--- START OF GIVEN DATA ---
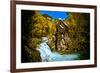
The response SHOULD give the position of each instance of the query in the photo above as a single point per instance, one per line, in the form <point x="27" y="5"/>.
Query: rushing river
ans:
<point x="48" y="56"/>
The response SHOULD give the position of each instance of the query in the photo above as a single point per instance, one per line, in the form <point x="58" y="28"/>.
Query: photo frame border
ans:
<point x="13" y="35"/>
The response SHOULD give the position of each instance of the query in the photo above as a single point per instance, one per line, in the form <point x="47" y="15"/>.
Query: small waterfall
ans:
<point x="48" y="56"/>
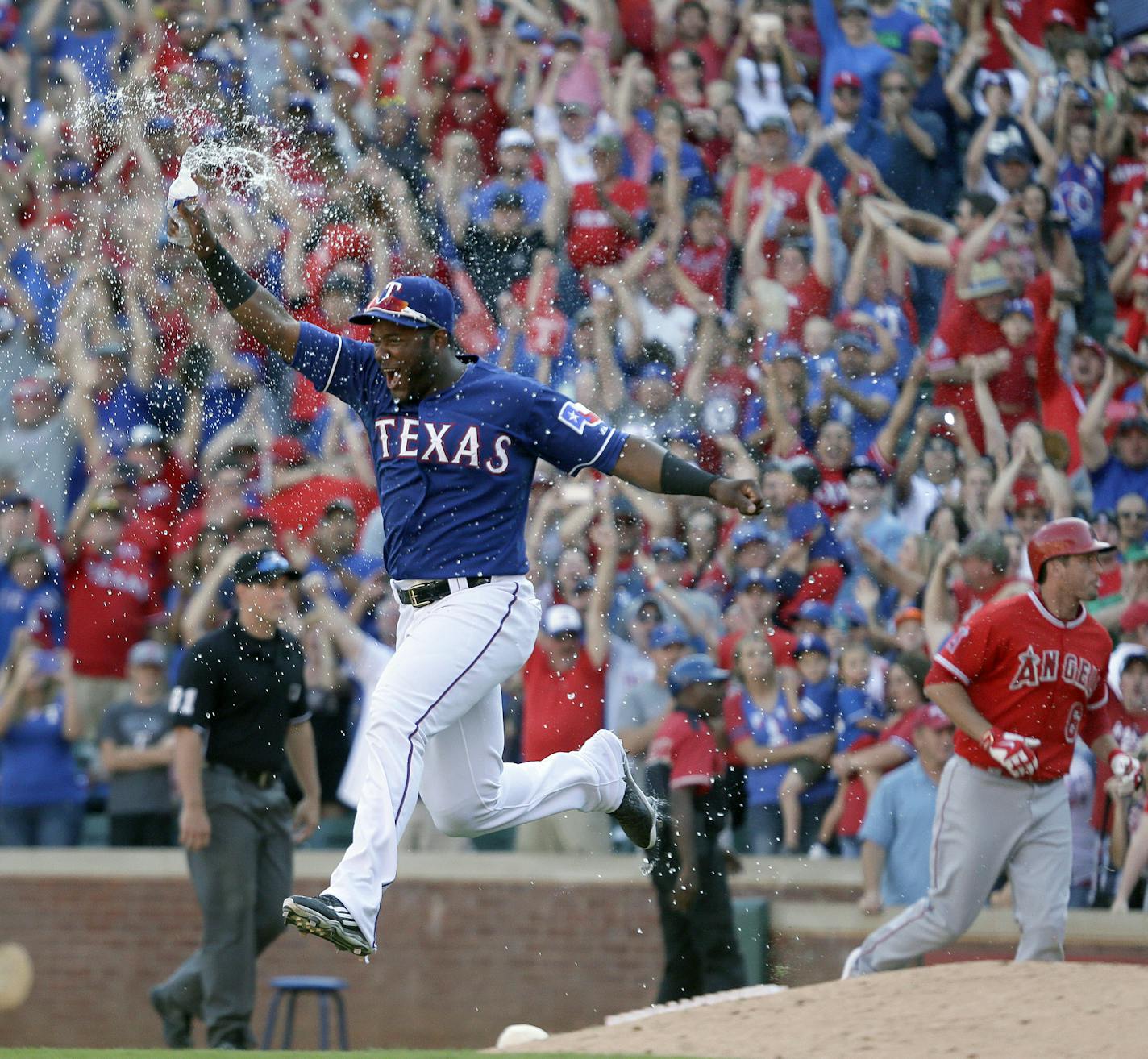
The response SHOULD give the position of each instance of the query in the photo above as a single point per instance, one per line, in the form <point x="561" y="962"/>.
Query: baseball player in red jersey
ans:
--- END OF GIVEN DATA ---
--- PROBLEM STATEMENT ---
Your task is to retype all the entries exactly and leave out any pictures.

--- RESULT ---
The response SHOULD give the position of each instance of the query in the photo above as a single point per instance, one per line, in the form <point x="27" y="5"/>.
Query: rushing river
ans:
<point x="48" y="56"/>
The response SHOULD give the position of each instance of the query in the photo above as a single point per instance, one per line, in the form <point x="58" y="28"/>.
Query: photo frame border
ans:
<point x="13" y="35"/>
The response SHOULD give the position of each instance of the query in the photo above as a single point per instance, one per line, in the form <point x="47" y="15"/>.
Query: small waterfall
ans:
<point x="48" y="56"/>
The response SHOULD give the position of each instance of the query in the photo above as a single point per instance, one per line, in the form <point x="561" y="962"/>.
Query: baseball player in red jersey
ans:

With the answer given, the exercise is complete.